> **What is expected**: Convert the lines below into a two-column CSV with headers input and output. Begin at the first line and stop after the line that has "x=194 y=230". Write one row for each text and its answer, each in a single quoted field, with line breaks replaced by spaces.

> **Data for this task**:
════════════════════
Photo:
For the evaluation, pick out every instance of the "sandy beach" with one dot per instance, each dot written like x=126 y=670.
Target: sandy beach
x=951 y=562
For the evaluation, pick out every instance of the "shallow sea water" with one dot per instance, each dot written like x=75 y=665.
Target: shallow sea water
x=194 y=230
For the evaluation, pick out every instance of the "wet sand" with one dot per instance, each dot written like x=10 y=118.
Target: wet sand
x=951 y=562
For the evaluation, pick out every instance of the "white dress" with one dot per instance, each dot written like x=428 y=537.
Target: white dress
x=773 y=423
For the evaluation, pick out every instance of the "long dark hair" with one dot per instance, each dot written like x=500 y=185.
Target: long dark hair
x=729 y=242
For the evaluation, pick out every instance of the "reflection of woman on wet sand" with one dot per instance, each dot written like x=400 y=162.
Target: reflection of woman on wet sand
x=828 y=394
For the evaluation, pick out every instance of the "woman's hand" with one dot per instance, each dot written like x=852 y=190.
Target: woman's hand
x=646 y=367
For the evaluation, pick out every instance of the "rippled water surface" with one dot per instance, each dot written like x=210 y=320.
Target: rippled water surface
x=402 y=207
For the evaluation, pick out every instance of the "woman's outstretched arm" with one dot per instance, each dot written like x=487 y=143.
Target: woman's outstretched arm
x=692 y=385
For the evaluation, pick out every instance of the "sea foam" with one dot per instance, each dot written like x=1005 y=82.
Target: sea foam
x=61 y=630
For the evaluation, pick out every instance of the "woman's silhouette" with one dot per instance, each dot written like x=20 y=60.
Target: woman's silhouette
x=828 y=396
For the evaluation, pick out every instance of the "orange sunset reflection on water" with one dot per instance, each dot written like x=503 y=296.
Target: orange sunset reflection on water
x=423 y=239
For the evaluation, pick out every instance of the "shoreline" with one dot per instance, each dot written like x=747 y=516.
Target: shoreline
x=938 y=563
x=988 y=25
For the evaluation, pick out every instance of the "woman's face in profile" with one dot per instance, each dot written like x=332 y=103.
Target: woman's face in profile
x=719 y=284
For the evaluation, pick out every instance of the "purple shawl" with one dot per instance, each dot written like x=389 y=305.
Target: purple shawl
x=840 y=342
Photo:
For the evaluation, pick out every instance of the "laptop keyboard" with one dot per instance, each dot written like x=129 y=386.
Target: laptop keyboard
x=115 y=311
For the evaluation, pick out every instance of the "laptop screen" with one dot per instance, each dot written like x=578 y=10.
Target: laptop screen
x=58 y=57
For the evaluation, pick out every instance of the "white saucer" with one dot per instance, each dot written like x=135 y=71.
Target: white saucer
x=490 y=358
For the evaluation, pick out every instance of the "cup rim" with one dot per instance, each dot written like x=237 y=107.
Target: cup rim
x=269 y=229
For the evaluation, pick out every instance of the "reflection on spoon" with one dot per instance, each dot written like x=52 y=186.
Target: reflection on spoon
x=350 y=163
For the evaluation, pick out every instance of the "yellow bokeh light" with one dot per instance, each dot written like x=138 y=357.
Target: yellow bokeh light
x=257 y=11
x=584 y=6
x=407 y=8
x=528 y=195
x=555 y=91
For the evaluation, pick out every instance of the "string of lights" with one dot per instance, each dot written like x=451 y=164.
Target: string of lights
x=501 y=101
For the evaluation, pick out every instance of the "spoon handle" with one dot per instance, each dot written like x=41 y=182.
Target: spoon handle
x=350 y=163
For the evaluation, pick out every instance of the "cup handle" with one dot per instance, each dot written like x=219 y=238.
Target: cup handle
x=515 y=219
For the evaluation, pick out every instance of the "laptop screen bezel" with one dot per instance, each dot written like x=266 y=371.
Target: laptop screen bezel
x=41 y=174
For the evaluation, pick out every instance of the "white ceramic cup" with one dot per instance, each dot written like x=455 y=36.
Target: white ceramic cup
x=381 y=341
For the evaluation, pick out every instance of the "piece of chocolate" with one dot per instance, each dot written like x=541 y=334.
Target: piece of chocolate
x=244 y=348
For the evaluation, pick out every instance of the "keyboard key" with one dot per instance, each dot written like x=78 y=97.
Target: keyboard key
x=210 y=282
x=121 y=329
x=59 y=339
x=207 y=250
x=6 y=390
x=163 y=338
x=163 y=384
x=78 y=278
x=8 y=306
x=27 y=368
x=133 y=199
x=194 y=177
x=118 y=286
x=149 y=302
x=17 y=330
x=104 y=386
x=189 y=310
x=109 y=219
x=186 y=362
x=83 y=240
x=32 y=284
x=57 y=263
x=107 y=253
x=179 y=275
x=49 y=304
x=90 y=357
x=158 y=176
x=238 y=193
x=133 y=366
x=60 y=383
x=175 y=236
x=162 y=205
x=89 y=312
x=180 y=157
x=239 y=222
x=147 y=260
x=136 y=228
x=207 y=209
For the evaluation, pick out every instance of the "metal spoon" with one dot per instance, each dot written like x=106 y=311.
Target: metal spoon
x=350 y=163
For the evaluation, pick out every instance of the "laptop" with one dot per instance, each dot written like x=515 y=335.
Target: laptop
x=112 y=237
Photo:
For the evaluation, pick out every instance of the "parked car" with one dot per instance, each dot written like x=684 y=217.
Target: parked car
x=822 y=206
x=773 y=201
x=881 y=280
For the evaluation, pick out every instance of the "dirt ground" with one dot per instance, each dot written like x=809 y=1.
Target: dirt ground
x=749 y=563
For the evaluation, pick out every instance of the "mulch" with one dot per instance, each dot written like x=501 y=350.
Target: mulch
════════════════════
> **Solution to the problem**:
input,output
"Photo: For the evaluation, pick out every instance of the ""sandy beach"" with one dot per instance, each dot written like x=126 y=670. Target: sandy beach","x=951 y=562"
"For the evaluation, pick out every instance of the ""shallow sea water"" with one dot per instance, each dot written like x=75 y=665. Target: shallow sea water","x=194 y=230"